Excerpted data: Begin

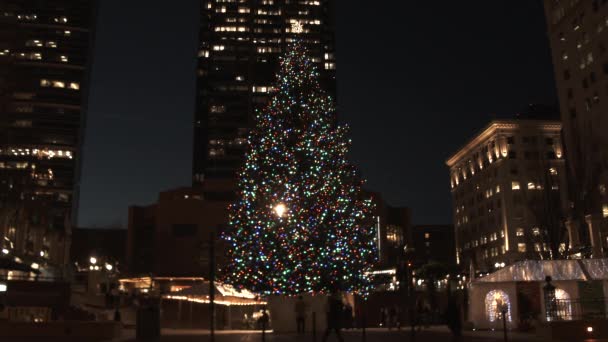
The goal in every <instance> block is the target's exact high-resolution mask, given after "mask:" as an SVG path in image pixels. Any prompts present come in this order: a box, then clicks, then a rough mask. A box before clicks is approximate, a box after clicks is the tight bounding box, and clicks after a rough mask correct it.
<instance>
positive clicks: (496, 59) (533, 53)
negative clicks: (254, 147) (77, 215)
mask: <svg viewBox="0 0 608 342" xmlns="http://www.w3.org/2000/svg"><path fill="white" fill-rule="evenodd" d="M382 5H384V7H383V8H384V9H385V10H386V12H387V17H383V18H382V19H380V18H378V19H374V18H373V17H370V16H369V13H367V11H366V10H365V9H364V8H358V7H355V6H347V5H345V4H340V3H338V8H337V12H338V13H339V15H338V18H337V40H336V41H337V65H338V101H339V107H338V110H339V117H340V120H341V121H343V122H347V123H348V124H349V125H350V126H351V128H352V134H351V137H352V139H353V152H352V154H351V158H352V160H353V162H354V163H355V164H356V165H357V166H358V167H359V168H360V170H361V171H362V174H363V176H364V177H365V178H366V179H367V180H368V188H370V189H371V190H373V191H379V192H381V193H382V194H383V196H384V197H385V198H387V200H388V201H389V202H391V203H392V204H394V205H398V206H409V207H411V208H412V213H413V221H414V222H415V223H449V222H451V216H452V214H451V207H450V200H449V198H450V194H449V191H447V190H446V189H447V188H448V187H446V184H447V181H446V179H447V178H448V169H447V168H446V167H445V166H444V165H443V161H444V159H445V157H447V156H448V155H449V154H450V153H452V152H454V151H455V150H457V148H458V147H459V146H461V145H462V144H464V142H465V141H466V140H467V138H468V137H469V136H471V135H472V134H473V133H475V132H477V131H478V130H479V129H481V128H482V127H483V126H484V125H485V123H487V122H488V121H489V120H491V119H492V118H494V117H498V118H501V117H503V118H504V117H512V116H513V115H514V114H515V113H517V112H518V111H520V110H522V109H523V108H525V107H526V106H527V104H528V103H549V104H553V103H554V102H556V100H555V86H554V84H553V80H552V78H553V77H552V68H551V63H550V61H551V57H550V53H549V48H548V44H549V43H548V38H547V36H546V33H545V32H546V27H545V21H544V13H543V9H542V4H536V3H526V2H523V1H520V2H517V4H507V3H502V4H500V5H497V6H490V5H487V4H484V3H482V2H476V3H475V4H467V5H462V4H461V5H459V6H456V5H455V4H446V5H443V6H437V5H432V4H426V5H418V7H417V8H416V11H406V10H405V9H407V8H408V6H406V5H405V4H396V3H389V2H385V3H383V4H382ZM116 6H120V7H119V8H120V10H118V7H116ZM140 6H143V4H142V3H138V2H133V3H129V4H120V5H118V3H116V2H111V1H108V2H104V3H103V4H102V5H101V9H100V25H99V27H98V31H99V33H98V40H97V45H96V51H98V52H97V53H96V56H95V61H96V65H95V66H94V70H93V82H92V83H93V85H92V89H93V92H94V95H93V96H92V99H91V104H90V105H91V115H90V118H89V126H88V132H87V133H88V136H87V141H86V144H85V166H84V174H85V175H84V179H83V196H82V200H81V217H82V219H81V222H80V225H81V226H93V225H100V226H102V225H112V224H113V223H118V222H122V223H125V222H126V220H125V218H126V215H127V209H126V208H127V207H128V205H132V204H137V205H144V204H148V203H152V202H154V201H155V200H156V196H157V194H158V192H159V191H163V190H168V189H171V188H175V187H178V186H182V185H188V184H190V182H191V156H192V151H191V146H192V142H191V141H192V130H191V122H192V117H193V113H194V102H195V100H194V98H195V97H194V96H195V95H194V91H195V87H194V85H195V79H194V72H195V68H196V59H195V58H196V57H195V56H196V53H197V38H196V37H197V36H198V28H197V27H198V12H197V11H194V10H193V8H196V7H197V6H198V2H197V1H190V2H187V3H186V2H184V3H180V4H175V5H172V6H171V7H170V8H169V7H166V6H161V5H154V4H147V5H146V6H144V7H140ZM142 11H145V13H146V14H145V15H142V13H143V12H142ZM484 11H487V12H490V13H494V14H495V15H496V16H499V14H500V18H499V19H496V18H492V16H484V17H480V16H479V15H478V14H479V13H482V12H484ZM422 14H426V15H427V16H426V17H427V18H428V15H433V16H434V17H435V18H436V20H435V21H434V22H433V23H432V24H431V23H429V22H427V21H426V19H423V17H425V16H424V15H422ZM108 17H111V18H112V19H104V18H108ZM135 17H137V18H139V19H138V21H137V25H135V24H134V22H133V18H135ZM159 18H163V22H164V24H163V25H162V28H160V27H158V26H157V25H156V23H157V19H159ZM176 18H179V19H176ZM462 19H465V20H462ZM374 20H376V21H374ZM365 21H367V22H368V23H366V24H365V25H361V22H365ZM511 21H517V22H520V23H521V25H518V27H515V28H514V27H512V26H511V25H508V23H509V22H511ZM396 22H403V24H401V25H395V23H396ZM157 27H158V28H157ZM480 27H483V28H484V30H480V29H479V28H480ZM421 29H424V30H425V35H421V34H420V32H419V31H418V30H421ZM118 37H121V39H117V38H118ZM400 42H405V43H400ZM161 47H162V48H161ZM116 51H120V52H121V53H119V54H117V53H115V52H116ZM421 63H422V64H424V65H431V66H432V67H430V68H420V67H417V65H419V64H420V65H422V64H421ZM110 65H112V67H110ZM457 65H458V66H459V67H456V66H457ZM151 70H153V71H154V72H153V73H151V72H150V71H151ZM161 79H163V81H162V82H160V81H159V80H161ZM438 96H439V97H441V98H438ZM109 104H111V105H109ZM492 113H495V114H492ZM438 123H439V124H438ZM104 131H111V132H112V133H113V134H112V138H111V139H108V138H107V136H103V135H102V133H101V132H104ZM134 131H137V132H138V133H140V134H139V135H138V137H137V139H132V136H133V135H132V134H133V132H134ZM121 169H122V170H125V169H126V170H128V172H121ZM117 198H119V200H117Z"/></svg>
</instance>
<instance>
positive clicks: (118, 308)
mask: <svg viewBox="0 0 608 342" xmlns="http://www.w3.org/2000/svg"><path fill="white" fill-rule="evenodd" d="M121 321H122V315H121V314H120V309H119V308H116V310H114V322H121Z"/></svg>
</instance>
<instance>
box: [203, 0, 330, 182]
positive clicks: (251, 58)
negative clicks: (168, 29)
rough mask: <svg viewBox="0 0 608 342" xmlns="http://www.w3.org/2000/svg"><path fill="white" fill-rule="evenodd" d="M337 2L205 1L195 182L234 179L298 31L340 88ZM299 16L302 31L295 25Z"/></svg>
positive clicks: (323, 81)
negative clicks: (281, 57) (335, 42)
mask: <svg viewBox="0 0 608 342" xmlns="http://www.w3.org/2000/svg"><path fill="white" fill-rule="evenodd" d="M333 7H334V0H202V1H201V27H200V46H199V51H198V58H199V63H198V89H197V110H196V114H195V122H194V127H195V129H194V160H193V182H194V184H200V183H202V182H203V180H209V179H214V180H217V179H220V180H234V179H235V176H236V172H237V171H238V169H239V168H240V167H241V165H242V164H243V162H244V153H245V147H246V142H247V136H248V132H249V129H250V128H251V127H252V125H253V119H254V115H255V110H256V108H262V107H263V106H264V105H265V104H266V103H267V101H268V99H269V96H268V92H269V90H270V87H271V85H272V84H273V83H274V80H275V74H276V72H277V71H278V67H279V64H278V62H279V57H280V56H281V55H282V54H283V53H284V52H285V50H286V47H287V45H288V44H289V43H290V42H292V41H293V39H294V38H296V37H297V38H298V39H300V41H301V42H302V43H303V44H304V45H306V46H307V47H308V50H309V54H310V56H311V57H312V59H313V61H314V62H315V63H317V64H318V68H319V70H320V71H321V79H322V80H321V81H322V86H323V87H324V88H325V89H326V90H327V91H328V92H329V93H330V94H331V95H335V92H336V90H335V89H336V85H335V68H336V64H335V54H334V51H335V45H334V23H333V17H334V15H333V12H334V10H333ZM294 21H298V22H300V23H302V24H303V26H304V32H303V33H301V34H295V33H293V32H291V30H292V23H293V22H294ZM229 183H230V182H228V184H229ZM228 193H229V192H228Z"/></svg>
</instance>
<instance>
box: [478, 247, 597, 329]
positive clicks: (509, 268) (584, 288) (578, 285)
mask: <svg viewBox="0 0 608 342" xmlns="http://www.w3.org/2000/svg"><path fill="white" fill-rule="evenodd" d="M547 277H550V279H548V278H547ZM547 280H550V281H549V282H548V281H547ZM607 294H608V259H584V260H551V261H546V260H526V261H522V262H518V263H516V264H513V265H510V266H507V267H505V268H503V269H501V270H499V271H496V272H494V273H492V274H490V275H487V276H485V277H482V278H479V279H475V280H473V281H472V283H471V284H470V287H469V298H470V299H469V315H468V317H469V321H470V322H471V323H472V324H473V327H474V328H476V329H502V327H503V317H504V318H505V320H506V324H507V328H508V329H516V328H517V329H527V328H532V327H534V326H537V325H538V324H539V323H541V322H547V321H549V322H551V321H553V322H555V321H580V320H590V319H605V318H606V307H608V305H607V304H608V303H607V302H606V295H607ZM503 312H504V313H505V314H504V316H503Z"/></svg>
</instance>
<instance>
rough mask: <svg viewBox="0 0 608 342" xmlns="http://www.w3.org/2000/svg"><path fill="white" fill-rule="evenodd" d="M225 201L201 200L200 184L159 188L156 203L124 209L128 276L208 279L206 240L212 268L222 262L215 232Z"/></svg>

Excerpted data: End

• **What to do**: Count the lines in the records above that contain the string "rough". Give only the number.

• **Answer section**: 3